■ Your objective: From the line with "point_to MUST return one point per instance of the reflection" to the final line of the records, reproduce every line exactly and only those lines.

■ Material to process:
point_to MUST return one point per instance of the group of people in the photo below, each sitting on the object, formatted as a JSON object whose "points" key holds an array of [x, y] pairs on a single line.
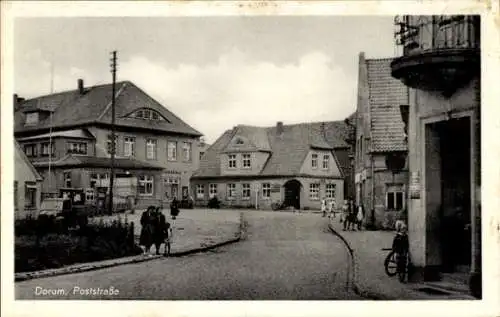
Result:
{"points": [[155, 230], [351, 215]]}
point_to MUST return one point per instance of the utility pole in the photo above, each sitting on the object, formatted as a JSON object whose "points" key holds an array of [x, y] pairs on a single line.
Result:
{"points": [[113, 147]]}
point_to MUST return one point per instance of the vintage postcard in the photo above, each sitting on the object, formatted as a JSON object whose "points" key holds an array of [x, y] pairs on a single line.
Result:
{"points": [[241, 158]]}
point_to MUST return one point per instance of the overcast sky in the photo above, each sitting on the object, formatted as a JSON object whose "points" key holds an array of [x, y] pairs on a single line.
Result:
{"points": [[213, 72]]}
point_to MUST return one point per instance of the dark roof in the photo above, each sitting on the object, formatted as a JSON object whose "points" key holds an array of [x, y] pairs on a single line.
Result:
{"points": [[288, 150], [386, 95], [71, 160], [71, 108]]}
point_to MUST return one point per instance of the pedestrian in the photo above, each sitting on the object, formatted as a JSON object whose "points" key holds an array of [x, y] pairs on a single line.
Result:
{"points": [[147, 229], [174, 208], [344, 214], [360, 216], [323, 207]]}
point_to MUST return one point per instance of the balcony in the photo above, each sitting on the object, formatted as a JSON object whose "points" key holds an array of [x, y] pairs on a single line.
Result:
{"points": [[440, 53]]}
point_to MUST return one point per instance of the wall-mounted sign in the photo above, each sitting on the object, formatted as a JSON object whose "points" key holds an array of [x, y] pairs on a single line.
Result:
{"points": [[415, 185]]}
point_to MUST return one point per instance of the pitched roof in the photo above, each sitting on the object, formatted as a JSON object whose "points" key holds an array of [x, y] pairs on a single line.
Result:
{"points": [[102, 162], [287, 150], [27, 161], [385, 96], [77, 133], [71, 108]]}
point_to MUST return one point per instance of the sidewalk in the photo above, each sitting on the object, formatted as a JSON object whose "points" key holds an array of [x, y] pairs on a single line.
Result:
{"points": [[195, 230], [370, 279]]}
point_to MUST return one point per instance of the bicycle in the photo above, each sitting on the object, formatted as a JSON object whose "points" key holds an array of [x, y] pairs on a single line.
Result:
{"points": [[397, 263]]}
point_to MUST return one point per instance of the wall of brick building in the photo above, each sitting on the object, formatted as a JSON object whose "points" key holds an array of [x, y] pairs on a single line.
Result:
{"points": [[265, 203]]}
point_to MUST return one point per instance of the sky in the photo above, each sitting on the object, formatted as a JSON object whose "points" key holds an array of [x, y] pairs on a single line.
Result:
{"points": [[212, 72]]}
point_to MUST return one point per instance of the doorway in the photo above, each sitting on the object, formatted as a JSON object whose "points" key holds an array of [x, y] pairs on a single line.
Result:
{"points": [[450, 162], [292, 193]]}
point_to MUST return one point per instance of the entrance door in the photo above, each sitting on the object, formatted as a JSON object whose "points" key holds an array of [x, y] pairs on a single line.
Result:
{"points": [[292, 193], [455, 212]]}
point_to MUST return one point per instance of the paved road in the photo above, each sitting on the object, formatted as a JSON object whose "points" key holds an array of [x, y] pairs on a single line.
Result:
{"points": [[285, 256]]}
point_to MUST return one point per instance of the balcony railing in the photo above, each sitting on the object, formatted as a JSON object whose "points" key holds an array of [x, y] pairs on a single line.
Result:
{"points": [[420, 34]]}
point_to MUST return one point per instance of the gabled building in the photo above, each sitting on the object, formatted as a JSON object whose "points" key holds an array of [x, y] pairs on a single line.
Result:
{"points": [[67, 137], [441, 64], [381, 171], [27, 186], [252, 166]]}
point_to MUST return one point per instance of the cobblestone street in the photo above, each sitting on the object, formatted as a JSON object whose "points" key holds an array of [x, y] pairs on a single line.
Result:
{"points": [[284, 256]]}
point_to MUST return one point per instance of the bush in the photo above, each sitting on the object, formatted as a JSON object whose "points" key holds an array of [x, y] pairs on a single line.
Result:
{"points": [[95, 242]]}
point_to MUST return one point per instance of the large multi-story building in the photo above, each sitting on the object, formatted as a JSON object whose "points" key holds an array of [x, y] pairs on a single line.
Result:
{"points": [[440, 63], [254, 166], [27, 186], [381, 175], [67, 137]]}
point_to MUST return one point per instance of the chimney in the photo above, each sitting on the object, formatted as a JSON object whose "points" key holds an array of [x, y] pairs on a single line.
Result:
{"points": [[279, 128], [80, 86]]}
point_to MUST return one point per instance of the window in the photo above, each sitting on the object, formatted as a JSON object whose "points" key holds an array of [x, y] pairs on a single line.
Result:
{"points": [[48, 149], [314, 160], [232, 160], [212, 190], [148, 114], [31, 118], [266, 190], [99, 180], [31, 150], [330, 190], [77, 148], [172, 151], [246, 191], [30, 195], [67, 179], [15, 195], [231, 191], [314, 191], [145, 187], [326, 161], [200, 191], [129, 146], [186, 150], [109, 144], [151, 149], [395, 200], [247, 163]]}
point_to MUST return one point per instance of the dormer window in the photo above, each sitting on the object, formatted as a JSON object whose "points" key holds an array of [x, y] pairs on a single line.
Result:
{"points": [[32, 118], [148, 114]]}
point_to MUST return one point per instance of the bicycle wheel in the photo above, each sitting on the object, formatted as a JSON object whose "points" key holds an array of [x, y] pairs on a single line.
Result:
{"points": [[391, 268]]}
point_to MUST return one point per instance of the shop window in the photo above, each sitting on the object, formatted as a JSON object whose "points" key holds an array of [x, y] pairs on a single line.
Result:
{"points": [[31, 150], [314, 160], [212, 190], [330, 191], [246, 191], [30, 195], [231, 191], [200, 191], [395, 200], [314, 191], [146, 185], [266, 190]]}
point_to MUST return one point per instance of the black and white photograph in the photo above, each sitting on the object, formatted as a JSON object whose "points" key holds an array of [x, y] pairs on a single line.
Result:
{"points": [[236, 157]]}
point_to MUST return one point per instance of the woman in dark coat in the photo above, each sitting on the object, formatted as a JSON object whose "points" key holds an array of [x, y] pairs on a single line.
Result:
{"points": [[147, 230], [160, 232]]}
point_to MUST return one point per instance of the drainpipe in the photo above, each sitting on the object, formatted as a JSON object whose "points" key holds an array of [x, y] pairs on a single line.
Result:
{"points": [[373, 192]]}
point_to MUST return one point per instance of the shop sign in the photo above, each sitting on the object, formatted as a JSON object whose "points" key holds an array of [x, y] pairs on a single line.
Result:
{"points": [[415, 185]]}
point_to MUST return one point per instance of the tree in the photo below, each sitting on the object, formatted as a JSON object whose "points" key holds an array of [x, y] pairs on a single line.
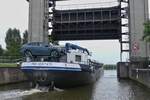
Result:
{"points": [[1, 50], [13, 42], [146, 35], [25, 37]]}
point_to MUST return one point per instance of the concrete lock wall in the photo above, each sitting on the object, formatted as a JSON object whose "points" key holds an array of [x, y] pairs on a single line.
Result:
{"points": [[141, 76], [138, 16], [38, 20], [11, 75]]}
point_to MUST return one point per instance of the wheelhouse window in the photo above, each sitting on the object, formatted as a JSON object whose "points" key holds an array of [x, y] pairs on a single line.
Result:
{"points": [[78, 58]]}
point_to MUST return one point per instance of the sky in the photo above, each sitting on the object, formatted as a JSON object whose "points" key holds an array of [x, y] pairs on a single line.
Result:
{"points": [[14, 14]]}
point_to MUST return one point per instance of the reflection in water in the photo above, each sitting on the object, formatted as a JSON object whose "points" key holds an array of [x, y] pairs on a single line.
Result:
{"points": [[106, 88]]}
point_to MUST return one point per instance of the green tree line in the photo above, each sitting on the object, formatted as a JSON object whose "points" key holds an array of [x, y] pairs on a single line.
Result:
{"points": [[13, 42]]}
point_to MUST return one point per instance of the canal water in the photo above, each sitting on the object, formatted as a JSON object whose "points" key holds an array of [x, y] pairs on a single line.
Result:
{"points": [[106, 88]]}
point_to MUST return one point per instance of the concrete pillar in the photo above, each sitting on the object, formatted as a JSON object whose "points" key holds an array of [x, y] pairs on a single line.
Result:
{"points": [[138, 15], [38, 21]]}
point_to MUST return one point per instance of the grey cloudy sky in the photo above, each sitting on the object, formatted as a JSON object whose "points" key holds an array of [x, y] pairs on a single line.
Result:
{"points": [[14, 14]]}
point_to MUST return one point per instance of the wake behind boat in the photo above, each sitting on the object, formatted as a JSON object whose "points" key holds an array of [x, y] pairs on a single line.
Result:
{"points": [[59, 66]]}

■ Full response:
point_to MUST return one point per instance of the reflection in water in the photo above, each sitting on the object, formatted as a JSON object whose "points" key holds an array of [x, y] pairs on a single line.
Result:
{"points": [[106, 88]]}
point_to MUST return one point per instance of the green tree line in the photo above, each sitting on the object, formatted as a JSON object whose "points" key holds an array of [x, y] pairs on a single line.
Result:
{"points": [[13, 42]]}
point_to MUST return one point per instance of the canal water in the photo above, each sitting on the object, formatted as a JSON object whose "points" key holds an array of [x, y] pairs on a single line.
Result:
{"points": [[106, 88]]}
point_to MUST return one point per instance of the concrete pillar in the photo above, each sitting on the object, formatted as a JSON object whose "points" key holds an array of [x, y] pairs on a single line.
Result:
{"points": [[138, 15], [38, 21]]}
point_to MUST return one point per instance of the grey cloudy sky in the photo above, each sitting on the object, formatted as a JSON object whose "points" key holds an array of [x, y] pairs on a single line.
Result:
{"points": [[14, 14]]}
point_to MUST return one point per instance of the wake behind boat in the photo above, each sitting on the object, formatted as a JSON object whose "points" key holds an array of [x, y] pairs on a single line.
Result:
{"points": [[59, 66]]}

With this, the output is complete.